• Задание A:
Согласуются ли с исходным текстом утверждения (i), (ii) и (iii)? Для каждого ответьте «да» или «нет» и дословно приведите решающие слова текста.
(i) Большевики утверждают, что снова взяли Чернаву.
(ii) По слухам, белые оказались в 60 верстах от Тулы.
(iii) Учителя перестали готовиться к урокам.

Смотрю на педагогов наших, вспоминаю прежних своих учителей, и опять пробуждается бунт в душе, тот самый бунт, вот этот самый, что перед глазами в ежедневной действительности. Психология бунта: Я: «Вы — палачи! Я безобразен, но я прав. И даже против Бога!» Ненависть к чистому. Сладость компании (ватага). И такая есть святыня, перед которой Я-то, конечно, подлец, только вот вы ее покажите в себе, докажите-ка ее, и что вот ваши эти добрые дела и чистые воротнички, это самое мне ненавистное, этим вы закрываете святое. Итак, основное в бунте (большев.) — лучше мерзость перед Господом, чем... лучше убить нищего, чем дать ему копеечку. И полнота существа в данное мгновенье и мгновенье как вечность. Шутовские комитеты и формула о беднейшем из крестьян.
Преодоление бунта и подавление: извне — подавление, изнутри преодоление, то есть в личности (Пугачев: «Через меня, окаянного, Господь Русь наказал»). Свобода: лампада бывшего разбойника. Святой огонек лампады не дрогнет, горит на том месте, где лес был и гуляли разбойники и потом виселица стояла, — все скрыто в огоньке лампады. И сколько крови, сколько муки в этой почве, на которой вырос весенний цветок и создалась Венера Милосская.
— Вы дайте некое время быть моему безобразию и увидите, что я вас всех за пояс заткну в тех делах, которые вы теперь делаете на пользу отечеству.
Новые возможности: чувство личного таланта и общей бесталанности и фарисейства.
Конечно, так говорится, что ужасная сейчас жизнь, но я и так ее люблю: люблю свой утренний чай до свету, когда все спят, и я брожу мыслью по миру, люблю своего мальчика Леву и тех людей, которые меня так счастливо окружают везде.
Результат боя от 5 Окт. (18): большевики говорят, что прогнали белых и даже Чернаву взяли обратно, а мужики рассказывают, что белые большевиков прогнали к Становой, гонят к Ефремову, заняли Казаки и Рябинки.
Запись на кизяк.
-418-
После урока пришел в учительскую, там кучка собралась — что это? — запись на кизяк.
Есть слух, что белые очутились в 60 верстах от Тулы. Между тем отделы крепнут. Стрельба много дальше и вдруг под вечер совсем близко.
Коммунист: «Кто не работает, тот не ест!»
Саботажник: «Кто не ест, тот не работает».
Для некоторых загадкой было, почему поэт не творит в это время, между тем все понимают отлично, что нельзя в это время строить дом.
Звезды всю ночь были яркие и виден был Млечный Путь — мороз! Утренняя звезда сошлась близко с рожком месяца — мороз, зима скоро. Маленькие люди давно уже таскают себе на двор чужие заборы, а наши учителя усердно готовятся к урокам, отводят себе душу, хотя знают отлично, что через две-три недели мороз остановит занятия.

• Извлечённые данные:
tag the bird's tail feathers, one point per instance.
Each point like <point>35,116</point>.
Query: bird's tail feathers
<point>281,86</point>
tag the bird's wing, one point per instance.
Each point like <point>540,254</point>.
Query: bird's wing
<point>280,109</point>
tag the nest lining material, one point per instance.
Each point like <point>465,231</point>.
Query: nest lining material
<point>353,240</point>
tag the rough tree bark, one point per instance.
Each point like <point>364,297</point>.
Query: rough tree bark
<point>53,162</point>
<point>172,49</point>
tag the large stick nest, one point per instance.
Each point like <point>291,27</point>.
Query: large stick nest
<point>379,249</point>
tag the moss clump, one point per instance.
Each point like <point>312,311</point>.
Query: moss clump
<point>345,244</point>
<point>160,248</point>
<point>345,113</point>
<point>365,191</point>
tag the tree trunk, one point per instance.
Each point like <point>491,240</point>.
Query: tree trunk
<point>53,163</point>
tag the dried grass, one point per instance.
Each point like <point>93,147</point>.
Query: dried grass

• Задание B:
Приведите в виде JSON-списка строк строки записей, начиная со строки, содержащей «tag the large», и заканчивая строкой, содержащей «<point>379,249</point>», включая обе. Каждой строке должна соответствовать одна строка списка, пустые строки пропустите.

• Результат выполнения A:
(i) Да: «большевики говорят, что прогнали белых и даже Чернаву взяли обратно».
(ii) Да: «Есть слух, что белые очутились в 60 верстах от Тулы».
(iii) Нет: «а наши учителя усердно готовятся к урокам».

• Результат выполнения B:
[
  "tag the large stick nest, one point per instance.",
  "Each point like <point>291,27</point>.",
  "Query: large stick nest",
  "<point>379,249</point>"
]